──────── DATASET

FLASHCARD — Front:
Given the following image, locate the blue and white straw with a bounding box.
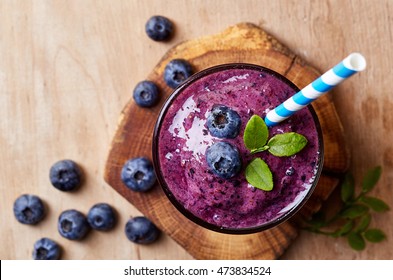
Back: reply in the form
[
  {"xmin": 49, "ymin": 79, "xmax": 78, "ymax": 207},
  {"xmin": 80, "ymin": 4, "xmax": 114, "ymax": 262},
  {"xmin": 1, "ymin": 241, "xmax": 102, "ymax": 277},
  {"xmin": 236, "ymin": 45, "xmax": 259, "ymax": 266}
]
[{"xmin": 265, "ymin": 53, "xmax": 366, "ymax": 126}]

────────────────

INSTRUCTIONS FOR THE TASK
Quote all of the data above verbatim, omitting the pictures.

WRITTEN ANSWER
FLASHCARD — Front:
Given the following image, locate the blue and white straw with a bounding box.
Back: reply in the form
[
  {"xmin": 49, "ymin": 79, "xmax": 78, "ymax": 207},
  {"xmin": 80, "ymin": 4, "xmax": 114, "ymax": 262},
  {"xmin": 1, "ymin": 241, "xmax": 102, "ymax": 277},
  {"xmin": 236, "ymin": 45, "xmax": 259, "ymax": 266}
]
[{"xmin": 265, "ymin": 53, "xmax": 366, "ymax": 126}]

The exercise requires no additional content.